--- Instructions to follow ---
Retrieve all lines below that have the string "grey".

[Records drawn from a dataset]
■ ■ ■ ■ ■ ■ ■

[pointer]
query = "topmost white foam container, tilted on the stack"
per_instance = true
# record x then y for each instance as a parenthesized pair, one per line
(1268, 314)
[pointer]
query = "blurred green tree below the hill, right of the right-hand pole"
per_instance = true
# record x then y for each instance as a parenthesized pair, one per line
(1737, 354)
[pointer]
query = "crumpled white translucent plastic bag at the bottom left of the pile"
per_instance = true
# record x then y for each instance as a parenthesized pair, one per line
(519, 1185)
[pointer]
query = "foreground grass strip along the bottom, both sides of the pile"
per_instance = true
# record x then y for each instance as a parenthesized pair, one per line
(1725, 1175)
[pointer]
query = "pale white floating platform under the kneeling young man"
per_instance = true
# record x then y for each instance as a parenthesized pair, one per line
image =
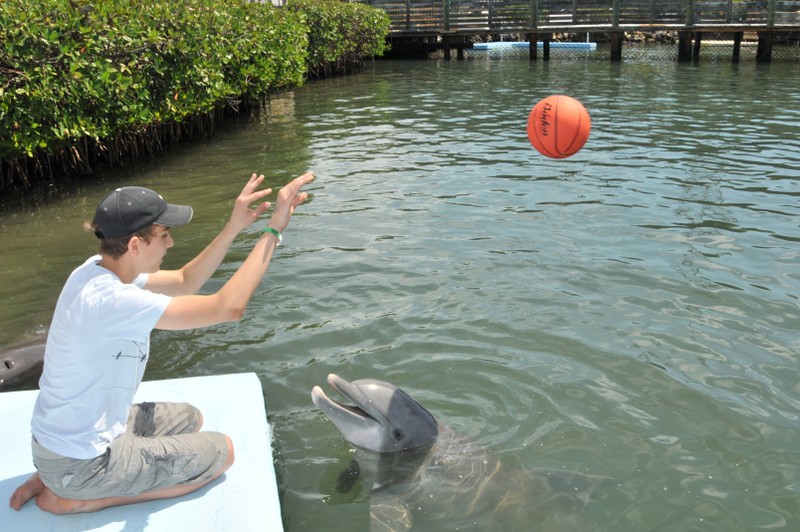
(245, 498)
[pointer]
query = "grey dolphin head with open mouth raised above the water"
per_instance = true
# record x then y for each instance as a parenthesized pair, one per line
(382, 418)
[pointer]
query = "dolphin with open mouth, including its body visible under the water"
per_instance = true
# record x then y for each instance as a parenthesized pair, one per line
(426, 476)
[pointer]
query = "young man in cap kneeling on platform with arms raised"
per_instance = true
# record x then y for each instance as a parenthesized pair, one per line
(91, 447)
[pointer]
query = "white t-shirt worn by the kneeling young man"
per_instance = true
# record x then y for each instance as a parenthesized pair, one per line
(96, 353)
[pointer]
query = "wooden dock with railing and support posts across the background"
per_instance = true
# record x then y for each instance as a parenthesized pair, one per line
(455, 24)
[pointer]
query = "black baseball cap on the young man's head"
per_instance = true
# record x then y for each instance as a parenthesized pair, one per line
(128, 210)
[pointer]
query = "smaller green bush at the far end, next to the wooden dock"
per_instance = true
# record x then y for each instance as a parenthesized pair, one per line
(341, 34)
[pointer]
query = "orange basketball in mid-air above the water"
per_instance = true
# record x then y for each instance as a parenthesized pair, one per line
(558, 126)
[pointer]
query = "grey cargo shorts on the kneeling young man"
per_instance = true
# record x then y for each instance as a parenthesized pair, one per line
(158, 450)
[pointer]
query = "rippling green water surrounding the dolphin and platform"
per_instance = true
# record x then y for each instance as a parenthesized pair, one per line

■ ■ ■ ■ ■ ■ ■

--- Result of the exercise ---
query = "grey dolphin head with open mouth raised above the water"
query = "grey cargo shorts on the kneeling young man"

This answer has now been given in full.